#### [Exercise requirements]
Can you pick out every line in the rows below that contains the string "stem", matching case, and copy each one?

#### [Listed entries]

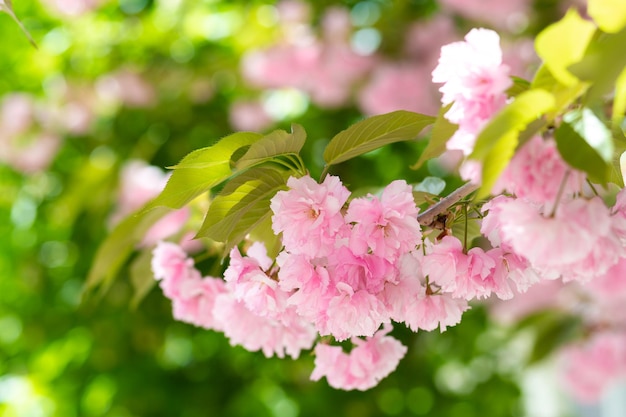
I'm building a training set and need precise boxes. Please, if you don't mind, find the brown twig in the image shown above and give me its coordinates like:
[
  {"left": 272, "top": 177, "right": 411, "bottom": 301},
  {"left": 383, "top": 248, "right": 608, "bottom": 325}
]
[{"left": 417, "top": 182, "right": 480, "bottom": 226}]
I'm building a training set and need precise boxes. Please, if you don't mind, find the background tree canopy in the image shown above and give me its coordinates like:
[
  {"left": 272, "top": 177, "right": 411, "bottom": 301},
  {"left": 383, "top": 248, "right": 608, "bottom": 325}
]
[{"left": 0, "top": 0, "right": 622, "bottom": 417}]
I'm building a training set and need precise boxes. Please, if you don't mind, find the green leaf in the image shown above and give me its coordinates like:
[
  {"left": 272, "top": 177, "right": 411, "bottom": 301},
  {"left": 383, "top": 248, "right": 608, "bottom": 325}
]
[
  {"left": 531, "top": 65, "right": 589, "bottom": 121},
  {"left": 535, "top": 9, "right": 596, "bottom": 86},
  {"left": 0, "top": 0, "right": 37, "bottom": 49},
  {"left": 83, "top": 207, "right": 170, "bottom": 298},
  {"left": 611, "top": 68, "right": 626, "bottom": 129},
  {"left": 411, "top": 104, "right": 459, "bottom": 169},
  {"left": 146, "top": 132, "right": 263, "bottom": 210},
  {"left": 197, "top": 167, "right": 291, "bottom": 252},
  {"left": 587, "top": 0, "right": 626, "bottom": 33},
  {"left": 506, "top": 76, "right": 530, "bottom": 97},
  {"left": 476, "top": 131, "right": 519, "bottom": 200},
  {"left": 129, "top": 248, "right": 156, "bottom": 309},
  {"left": 554, "top": 108, "right": 614, "bottom": 184},
  {"left": 469, "top": 90, "right": 554, "bottom": 198},
  {"left": 250, "top": 216, "right": 283, "bottom": 258},
  {"left": 569, "top": 28, "right": 626, "bottom": 102},
  {"left": 235, "top": 124, "right": 306, "bottom": 170},
  {"left": 324, "top": 110, "right": 435, "bottom": 165}
]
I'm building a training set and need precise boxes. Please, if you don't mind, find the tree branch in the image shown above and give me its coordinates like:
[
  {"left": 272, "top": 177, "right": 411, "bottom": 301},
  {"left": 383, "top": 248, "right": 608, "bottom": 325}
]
[{"left": 417, "top": 182, "right": 480, "bottom": 226}]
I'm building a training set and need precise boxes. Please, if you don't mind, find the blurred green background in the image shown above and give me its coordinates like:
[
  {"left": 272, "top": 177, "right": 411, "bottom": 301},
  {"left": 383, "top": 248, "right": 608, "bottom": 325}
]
[{"left": 0, "top": 0, "right": 584, "bottom": 417}]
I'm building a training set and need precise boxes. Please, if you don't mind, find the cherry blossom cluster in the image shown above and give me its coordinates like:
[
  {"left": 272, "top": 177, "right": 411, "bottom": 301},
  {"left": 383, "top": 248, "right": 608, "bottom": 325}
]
[
  {"left": 230, "top": 0, "right": 538, "bottom": 130},
  {"left": 152, "top": 171, "right": 552, "bottom": 389},
  {"left": 152, "top": 23, "right": 626, "bottom": 396}
]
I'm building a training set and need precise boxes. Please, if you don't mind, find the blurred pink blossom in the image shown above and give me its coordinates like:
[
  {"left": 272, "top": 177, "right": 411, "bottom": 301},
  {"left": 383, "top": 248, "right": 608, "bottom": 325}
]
[
  {"left": 311, "top": 325, "right": 407, "bottom": 391},
  {"left": 562, "top": 332, "right": 626, "bottom": 403},
  {"left": 404, "top": 14, "right": 461, "bottom": 68},
  {"left": 358, "top": 63, "right": 439, "bottom": 115},
  {"left": 432, "top": 29, "right": 511, "bottom": 155},
  {"left": 440, "top": 0, "right": 532, "bottom": 32}
]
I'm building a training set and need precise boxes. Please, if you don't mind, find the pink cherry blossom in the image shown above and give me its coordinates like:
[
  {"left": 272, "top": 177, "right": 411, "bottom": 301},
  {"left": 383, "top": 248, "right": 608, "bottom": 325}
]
[
  {"left": 422, "top": 236, "right": 467, "bottom": 291},
  {"left": 276, "top": 252, "right": 336, "bottom": 326},
  {"left": 327, "top": 246, "right": 397, "bottom": 294},
  {"left": 382, "top": 250, "right": 425, "bottom": 323},
  {"left": 152, "top": 242, "right": 228, "bottom": 330},
  {"left": 496, "top": 136, "right": 584, "bottom": 207},
  {"left": 586, "top": 258, "right": 626, "bottom": 302},
  {"left": 270, "top": 175, "right": 350, "bottom": 258},
  {"left": 562, "top": 332, "right": 626, "bottom": 403},
  {"left": 358, "top": 62, "right": 438, "bottom": 115},
  {"left": 345, "top": 180, "right": 422, "bottom": 262},
  {"left": 492, "top": 198, "right": 610, "bottom": 272},
  {"left": 172, "top": 275, "right": 228, "bottom": 331},
  {"left": 442, "top": 247, "right": 498, "bottom": 300},
  {"left": 311, "top": 325, "right": 407, "bottom": 391},
  {"left": 441, "top": 0, "right": 532, "bottom": 32},
  {"left": 433, "top": 29, "right": 511, "bottom": 155},
  {"left": 224, "top": 242, "right": 289, "bottom": 318},
  {"left": 405, "top": 291, "right": 470, "bottom": 333},
  {"left": 317, "top": 282, "right": 389, "bottom": 340},
  {"left": 213, "top": 293, "right": 316, "bottom": 359},
  {"left": 151, "top": 242, "right": 202, "bottom": 300},
  {"left": 488, "top": 280, "right": 572, "bottom": 325}
]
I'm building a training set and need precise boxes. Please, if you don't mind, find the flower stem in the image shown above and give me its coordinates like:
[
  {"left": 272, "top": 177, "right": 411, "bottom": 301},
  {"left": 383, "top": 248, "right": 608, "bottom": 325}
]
[
  {"left": 549, "top": 170, "right": 570, "bottom": 217},
  {"left": 417, "top": 182, "right": 480, "bottom": 226}
]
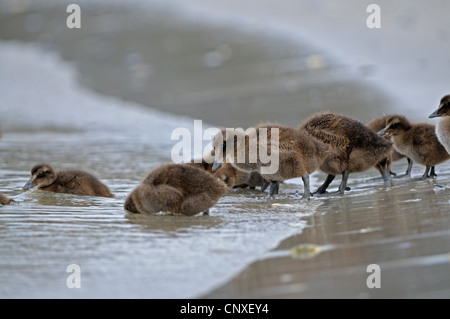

#### [Exercise result]
I'm building a training set and need precise boxes. Please, if you don't mind, find the flower stem in the image shown above and give me its coordinates like:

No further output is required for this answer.